__Exercices à résoudre__.
[1] D'après le texte sur la banquise de l'Enseignement supérieur, quel titre français porte la fable publiée par John Paul Kotter en septembre 2006 ?
[2] Rédigez la suite du texte sur la banquise de l'Enseignement supérieur à partir de sa dernière phrase.

##### Texte proposé

Il était une fois la banquise de l’Enseignement Supérieur

Pendant cinq années, en qualité de Directeur de Projets Digital Learning au sein de la société EDUNAO (startup spécialisée dans le déploiement de la plateforme pédagogique digitale Moodle, leader sur le marché français de l’Enseignement Supérieur), j’ai eu l’opportunité d’évangéliser le marché français (les Écoles de commerce, les Universités et les Organismes de formation) en matière de plateformes de formation à distance.

Pendant cinq années, j’ai organisé et animé notre présence dans les deux grands salons professionnels parisiens : EDUCATEC-EDUCATICE et Learning Technologies.

Pendant cinq années, à l’exception de certains de mes clients, j’ai entendu une majorité de décideurs trouver de bonnes raisons pour différer :

  • leur achat de plateforme pédagogique digitale
  • la formation de l’ensemble du personnel à l’utilisation ces plateformes
  • la création et l’animation de communautés pratiques digitales
  • l’achat de contenus pédagogiques digitaux
  • la mise en place d’une politique volontariste d’enseignement à distance

Cette situation me rappelle une fable qui est devenue un best-seller international : Our Iceberg Is Melting (Alerte sur la banquise !), publié par John Paul Kotter en septembre 2006.

Cette fable raconte les déboires de Fred le pingouin qui, par curiosité et sens de l’observation, découvre que la banquise est en train de fondre et risque de se briser.

Or la colonie de pingouins à laquelle il appartient, vit, depuis très très longtemps, sur le même iceberg et et n’a aucune raison d’en changer…

Des questions se posent alors dans la colonie :

  • pourquoi devrions accorder du crédit aux découvertes de Fred, le messager de la mauvaise nouvelle ? 
  • pourquoi faire paniquer le reste de la colonie ?
  • sont les solutions envisageables sans quitter cet eldorado ?

##########
##### Documents réunis

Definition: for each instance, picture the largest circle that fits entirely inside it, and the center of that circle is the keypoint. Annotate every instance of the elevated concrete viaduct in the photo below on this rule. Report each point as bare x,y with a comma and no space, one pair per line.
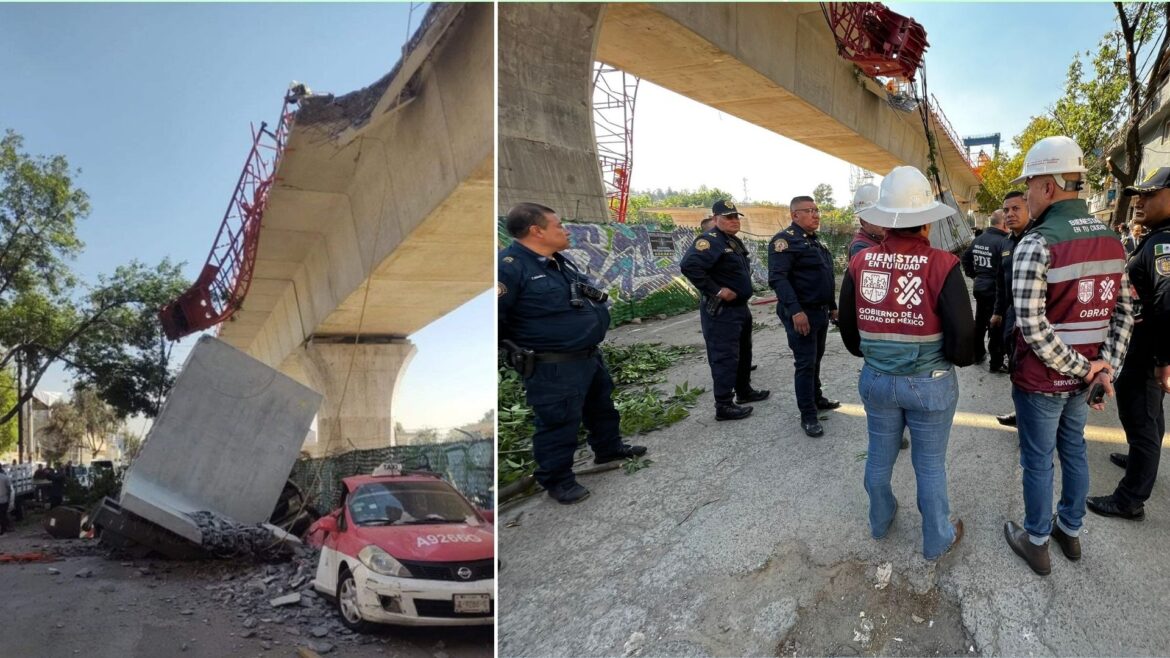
775,66
378,224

##########

__Réponses aux exercices__.
[1] Alerte sur la banquise !

[2]
En qualité de Directeur de Projets Digital Learning, pour éviter ces discussions, je mets toujours en avant le dilemne de la Burning platform décrit magistralement par Daryl Conner dans son premier livre, Managing at the Speed of Change (1992) :

 

La place de la Burning Platform dans la conduite du changement

À 21h30, un soir de juillet 1988, une explosion désastreuse et un incendie se sont produits sur la plate-forme pétrolière de forage Piper Alpha dans la mer du Nord au large des côtes de l’Écosse. Cent soixante-six membres d’équipage et deux sauveteurs ont perdu la vie dans ce qui a été la pire catastrophe d’un demi-siècle d’exportations de pétrole de la mer du Nord. 

Un des soixante-trois membres survivants était Andy Mochan, le super-intendant de la plateforme.

A l’hôpital, il a raconté avoir été réveillé par l’explosion et les alarmes. Gravement blessé, il s’est échappé de ses quartiers et rejoint le bord de la plateforme. Sous lui, du pétrole avait refait surface et s’était enflammé. De l’acier tordu et d’autres débris jonchaient la surface de l’eau. En raison de la température de l’eau, il savait qu’il ne pourrait vivre qu’un maximum de vingt minutes s’il n’était pas sauvé. Malgré tout, Andy a sauté !

Lorsqu’on lui a demandé pourquoi il avait fait ce saut potentiellement fatal, il n’a pas hésité. Il a dit: «C’était soit sauter, soit frire.» Il a choisi la mort possible plutôt que la mort certaine. Andy a sauté parce qu’il sentait qu’il n’avait pas le choix – le prix de rester sur la plate-forme était trop élevé.

Ce fut un moment puissant pour Daryl Conner, consultant américain,  qui a reconnu à Andy le même type de détermination à agir que celle de nombreux dirigeants. À leur manière, ils disaient qu’ils avaient aussi peur… peur de sauter dans toutes les ambiguïtés et les dangers qui accompagnent un changement majeur. Pourtant, le prix pour ne pas le faire était tout simplement trop élevé. 

Quand les moments de vérités arrivent, les décideurs doivent prendre la meilleure décision pour survivre !

 

Une expérience digitale fondatrice lors de la grève des transports de décembre 2019

Depuis la rentrée 2019, je suis Digital Learning Manager au sein d’une École de commerce, membre de la Conférence des grandes écoles comptant 3 000 étudiants répartis sur 3 campus Paris, Nice, Yunnan (Chine) et un campus associé : Riverside (USA).

J’y ai créé le Digital Learning Center, service en charge de la Pédagogie Digitale : mon équipe de commandos digitaux et moi évangélisons, formons et accompagnons les enseignants à la pédagogie digitale sous différentes formes : 

  • animation enrichie de séance de cours
  • production de ressources pédagogiques digitales
  • préparation d’examens digitaux (oraux ou écrits)
  • création de parcours blended complets

Par ailleurs, je centralise et rationalise les achats d’outils pédagogiques digitaux.

Lors des grèves de transport du mois de décembre 2019, le Directeur Général de cette École de commerce a naturellement décidé d’inciter les enseignants, sur la base du volontariat, à animer à distance des classes virtuelles en utilisant :

  • la plateforme Microsoft Teams de classes virtuelles
  • la plateforme pédagogique Moodle (plateforme institutionnelle pour tous les dépôts de ressources pédagogiques, les évaluations officielles et les parcours digitaux riches).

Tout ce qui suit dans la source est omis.